Terms of the Exchange Offer

     Upon satisfaction or waiver of all the conditions of the exchange offer, we
will accept any and all outstanding notes properly tendered and not withdrawn
prior to the expiration date and will issue the exchange notes promptly after
acceptance of the outstanding notes. See "--Conditions to the Exchange Offer"
and "--Procedures for Tendering Outstanding Notes." We will issue $1,000
principal amount of exchange notes in exchange for each $1,000 principal amount
of outstanding notes accepted in the exchange offer. As of the date of this
prospectus, $175,000,000 aggregate principal amount of the 6 7/8% senior notes
due 2013 are outstanding. Holders may tender some or all of their outstanding
notes pursuant to the exchange offer. However, outstanding notes may be tendered
only in integral multiples of $1,000.



                                      -23-


     The exchange notes are substantially identical to the outstanding notes
except that the exchange notes will not contain certain transfer restrictions,
registration rights and liquidated damages provisions. The issuance of exchange
notes in exchange for outstanding notes pursuant to the exchange offer will not
result in a repayment of our indebtedness which is presently evidenced by the
outstanding notes. The exchange notes will evidence the same debt as the
outstanding notes and will be issued pursuant to, and entitled to the benefits
of, the indenture pursuant to which the outstanding notes were issued and will
be deemed one issue of notes, together with any outstanding notes which remain
outstanding after the exchange offer.

     This prospectus, together with the letter of transmittal, is being sent to
all registered holders and to others believed to have beneficial interests in
the outstanding notes. Holders of outstanding notes do not have any appraisal or
dissenters' rights under the indenture in connection with the exchange offer. We
intend to conduct the exchange offer in accordance with the applicable
requirements of the Securities Act, the Exchange Act and the rules and
regulations of the SEC promulgated thereunder.

     For purposes of the exchange offer, we will be deemed to have accepted
validly tendered outstanding notes when, and as if, we have given oral or
written notice thereof to the exchange agent. The exchange agent will act as our
agent for the purpose of distributing the exchange notes from us to the
tendering holders. If we do not accept any tendered outstanding notes because of
an invalid tender, the occurrence of certain other events set forth in this
prospectus or otherwise, we will return the unaccepted outstanding notes,
without expense, to the tendering holder thereof as promptly as practicable
after the expiration date.

     Holders who tender outstanding notes in the exchange offer will not be
required to pay brokerage commissions or fees or, except as set forth below
under "--Transfer Taxes," transfer taxes with respect to the exchange of
outstanding notes pursuant to the exchange offer. We will pay all charges and
expenses, other than certain applicable taxes, in connection with the exchange
offer. See "--Fees and Expenses."

Stored rows:
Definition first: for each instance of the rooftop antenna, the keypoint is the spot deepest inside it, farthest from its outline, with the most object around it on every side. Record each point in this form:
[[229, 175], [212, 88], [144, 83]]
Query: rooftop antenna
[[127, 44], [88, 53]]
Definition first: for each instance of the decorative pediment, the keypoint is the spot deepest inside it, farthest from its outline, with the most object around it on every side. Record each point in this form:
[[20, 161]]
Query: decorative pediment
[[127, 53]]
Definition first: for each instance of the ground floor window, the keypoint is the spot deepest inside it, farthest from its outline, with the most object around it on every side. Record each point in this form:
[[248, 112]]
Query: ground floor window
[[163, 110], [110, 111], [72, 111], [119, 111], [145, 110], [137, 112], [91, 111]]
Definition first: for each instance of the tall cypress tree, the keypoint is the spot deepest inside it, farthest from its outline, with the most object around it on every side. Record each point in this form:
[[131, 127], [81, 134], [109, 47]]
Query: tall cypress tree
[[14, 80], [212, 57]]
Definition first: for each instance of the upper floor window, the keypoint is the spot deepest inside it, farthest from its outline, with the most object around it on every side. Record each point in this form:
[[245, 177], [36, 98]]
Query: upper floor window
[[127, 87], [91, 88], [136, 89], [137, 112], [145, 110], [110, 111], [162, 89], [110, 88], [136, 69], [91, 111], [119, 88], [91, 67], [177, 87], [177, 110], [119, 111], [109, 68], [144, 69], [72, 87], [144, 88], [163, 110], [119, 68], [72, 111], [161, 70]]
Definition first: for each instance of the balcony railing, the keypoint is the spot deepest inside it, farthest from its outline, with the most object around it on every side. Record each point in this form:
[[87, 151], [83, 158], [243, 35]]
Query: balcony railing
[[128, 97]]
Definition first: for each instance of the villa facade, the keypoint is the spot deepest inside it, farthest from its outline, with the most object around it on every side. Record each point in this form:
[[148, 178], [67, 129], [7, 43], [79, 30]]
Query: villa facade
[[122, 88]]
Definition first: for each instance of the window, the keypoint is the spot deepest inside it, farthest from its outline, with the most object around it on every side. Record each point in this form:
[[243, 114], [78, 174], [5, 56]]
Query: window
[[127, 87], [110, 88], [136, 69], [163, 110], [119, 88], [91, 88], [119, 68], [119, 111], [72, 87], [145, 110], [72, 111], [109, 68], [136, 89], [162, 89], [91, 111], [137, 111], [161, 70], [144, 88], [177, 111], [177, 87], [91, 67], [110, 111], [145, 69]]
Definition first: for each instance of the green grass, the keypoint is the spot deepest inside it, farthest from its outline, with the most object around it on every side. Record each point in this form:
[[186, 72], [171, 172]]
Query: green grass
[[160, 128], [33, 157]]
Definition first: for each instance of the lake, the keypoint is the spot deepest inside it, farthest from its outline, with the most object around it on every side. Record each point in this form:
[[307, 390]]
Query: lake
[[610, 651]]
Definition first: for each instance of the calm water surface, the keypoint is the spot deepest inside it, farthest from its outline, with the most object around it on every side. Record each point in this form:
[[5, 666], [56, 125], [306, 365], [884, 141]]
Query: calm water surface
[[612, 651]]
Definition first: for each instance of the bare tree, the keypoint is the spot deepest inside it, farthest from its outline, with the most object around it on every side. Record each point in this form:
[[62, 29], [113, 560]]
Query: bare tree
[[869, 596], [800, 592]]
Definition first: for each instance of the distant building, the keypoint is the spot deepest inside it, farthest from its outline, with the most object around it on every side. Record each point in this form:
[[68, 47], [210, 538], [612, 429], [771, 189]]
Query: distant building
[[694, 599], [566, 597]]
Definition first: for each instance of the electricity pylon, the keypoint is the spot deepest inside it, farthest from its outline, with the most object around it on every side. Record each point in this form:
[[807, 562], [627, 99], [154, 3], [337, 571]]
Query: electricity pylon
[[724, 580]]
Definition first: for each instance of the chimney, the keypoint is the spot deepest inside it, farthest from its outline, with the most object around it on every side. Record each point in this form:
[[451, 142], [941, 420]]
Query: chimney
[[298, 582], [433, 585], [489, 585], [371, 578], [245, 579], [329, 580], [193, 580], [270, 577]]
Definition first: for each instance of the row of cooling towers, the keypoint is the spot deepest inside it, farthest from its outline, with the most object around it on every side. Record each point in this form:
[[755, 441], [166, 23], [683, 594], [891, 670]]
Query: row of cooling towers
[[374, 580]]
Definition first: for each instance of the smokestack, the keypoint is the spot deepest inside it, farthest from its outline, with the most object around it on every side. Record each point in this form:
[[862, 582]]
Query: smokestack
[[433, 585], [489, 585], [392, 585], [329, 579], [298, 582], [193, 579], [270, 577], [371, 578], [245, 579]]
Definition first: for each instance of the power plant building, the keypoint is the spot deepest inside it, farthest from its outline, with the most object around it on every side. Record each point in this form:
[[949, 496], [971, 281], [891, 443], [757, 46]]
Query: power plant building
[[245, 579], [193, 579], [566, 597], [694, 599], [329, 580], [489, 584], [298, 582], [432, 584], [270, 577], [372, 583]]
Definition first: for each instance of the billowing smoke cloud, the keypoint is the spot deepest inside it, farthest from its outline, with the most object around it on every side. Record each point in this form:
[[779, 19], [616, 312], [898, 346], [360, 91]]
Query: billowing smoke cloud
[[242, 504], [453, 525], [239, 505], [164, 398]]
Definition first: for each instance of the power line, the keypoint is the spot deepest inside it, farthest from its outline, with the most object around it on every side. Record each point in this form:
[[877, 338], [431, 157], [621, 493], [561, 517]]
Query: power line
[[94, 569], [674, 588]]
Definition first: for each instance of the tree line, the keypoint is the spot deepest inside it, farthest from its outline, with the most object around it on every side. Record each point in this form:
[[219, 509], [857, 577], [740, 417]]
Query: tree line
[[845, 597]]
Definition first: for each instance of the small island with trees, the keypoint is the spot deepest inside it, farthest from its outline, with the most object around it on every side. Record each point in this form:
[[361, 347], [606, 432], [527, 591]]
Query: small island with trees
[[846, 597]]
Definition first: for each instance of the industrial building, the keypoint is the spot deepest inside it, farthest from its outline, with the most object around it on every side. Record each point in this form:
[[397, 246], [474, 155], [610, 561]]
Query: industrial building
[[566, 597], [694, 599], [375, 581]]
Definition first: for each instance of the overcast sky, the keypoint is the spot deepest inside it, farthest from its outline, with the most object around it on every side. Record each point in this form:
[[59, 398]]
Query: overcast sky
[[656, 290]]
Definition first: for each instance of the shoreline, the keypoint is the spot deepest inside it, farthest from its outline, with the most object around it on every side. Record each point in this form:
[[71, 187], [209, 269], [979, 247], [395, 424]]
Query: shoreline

Task list:
1) Please return the passage of the exchange offer terms that begins at the words "Upon satisfaction or" and stops after "multiples of $1,000.".
2) List every section heading that the exchange offer terms cite with "See" or "under."

Responses for each task:
1)
Upon satisfaction or waiver of all the conditions of the exchange offer, we
will accept any and all outstanding notes properly tendered and not withdrawn
prior to the expiration date and will issue the exchange notes promptly after
acceptance of the outstanding notes. See "--Conditions to the Exchange Offer"
and "--Procedures for Tendering Outstanding Notes." We will issue $1,000
principal amount of exchange notes in exchange for each $1,000 principal amount
of outstanding notes accepted in the exchange offer. As of the date of this
prospectus, $175,000,000 aggregate principal amount of the 6 7/8% senior notes
due 2013 are outstanding. Holders may tender some or all of their outstanding
notes pursuant to the exchange offer. However, outstanding notes may be tendered
only in integral multiples of $1,000.

2)
- Conditions to the Exchange Offer
- Procedures for Tendering Outstanding Notes
- Transfer Taxes
- Fees and Expenses